Provided entries:
- Opening Delimiter -
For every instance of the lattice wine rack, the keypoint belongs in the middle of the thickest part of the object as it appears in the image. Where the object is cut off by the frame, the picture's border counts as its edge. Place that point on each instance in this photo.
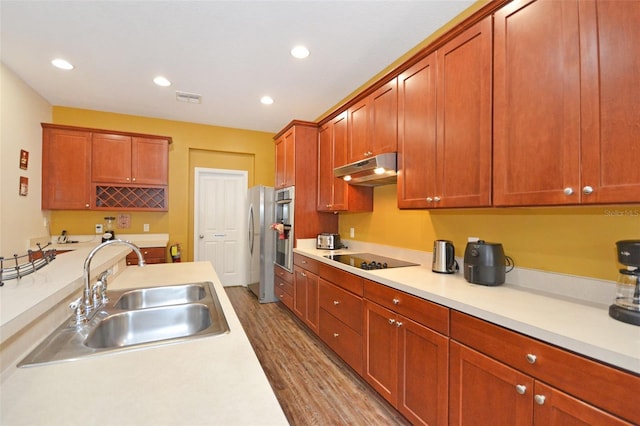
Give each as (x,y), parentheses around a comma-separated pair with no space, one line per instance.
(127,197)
- Closing Delimiter -
- Opening Delimiter -
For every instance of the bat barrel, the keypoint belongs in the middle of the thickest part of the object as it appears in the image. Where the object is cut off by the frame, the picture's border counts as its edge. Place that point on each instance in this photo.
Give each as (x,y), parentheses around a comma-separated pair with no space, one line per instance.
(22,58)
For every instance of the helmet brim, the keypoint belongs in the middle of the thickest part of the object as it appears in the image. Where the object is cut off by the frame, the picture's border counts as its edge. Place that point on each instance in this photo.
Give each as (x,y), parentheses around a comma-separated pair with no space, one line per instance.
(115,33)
- Closing Delimiter -
- Opening Delimiter -
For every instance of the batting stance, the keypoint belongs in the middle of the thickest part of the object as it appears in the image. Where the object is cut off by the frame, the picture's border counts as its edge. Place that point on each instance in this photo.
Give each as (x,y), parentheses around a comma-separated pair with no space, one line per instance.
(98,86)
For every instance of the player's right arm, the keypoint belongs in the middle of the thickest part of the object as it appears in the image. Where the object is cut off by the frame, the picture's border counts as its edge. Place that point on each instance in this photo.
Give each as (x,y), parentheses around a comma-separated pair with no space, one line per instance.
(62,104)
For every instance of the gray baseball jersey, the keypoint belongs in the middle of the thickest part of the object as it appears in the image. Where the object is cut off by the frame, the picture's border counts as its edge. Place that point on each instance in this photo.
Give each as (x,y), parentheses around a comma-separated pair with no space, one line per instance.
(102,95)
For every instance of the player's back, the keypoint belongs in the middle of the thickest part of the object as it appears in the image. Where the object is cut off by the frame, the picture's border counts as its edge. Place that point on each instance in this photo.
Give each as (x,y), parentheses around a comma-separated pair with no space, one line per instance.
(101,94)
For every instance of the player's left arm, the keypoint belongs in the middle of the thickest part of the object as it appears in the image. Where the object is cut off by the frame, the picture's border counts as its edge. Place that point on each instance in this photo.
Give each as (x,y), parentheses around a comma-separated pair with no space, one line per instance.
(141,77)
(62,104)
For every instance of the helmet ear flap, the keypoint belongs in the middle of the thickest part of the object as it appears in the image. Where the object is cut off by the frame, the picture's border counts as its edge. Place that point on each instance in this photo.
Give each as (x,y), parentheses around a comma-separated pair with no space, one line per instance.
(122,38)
- Closing Delimiter -
Your assignment: Look through the material above. Copy each line where the word "player" appears.

Your solution:
For every instance of the player's right arm, the keypoint belongs in the middle of the thickest part of the object as it appears in the image. Where the object is cut off by the frame, the picture's border counts as its edge. Place that point on each instance in this photo.
For every instance of the player's back, the keypoint belongs in the middle of the thickest part of the object as it appears in the image. Where the object is cut off by the frame, the picture's border counts as its edge. Place that point on each instance in this photo.
For every instance of the player's left arm, the keypoint belongs in the middle of the thickest part of the object as it appears in the image. Where the object is cut off by the frame, the picture's border counts as its edge. Place that point on each instance in this photo.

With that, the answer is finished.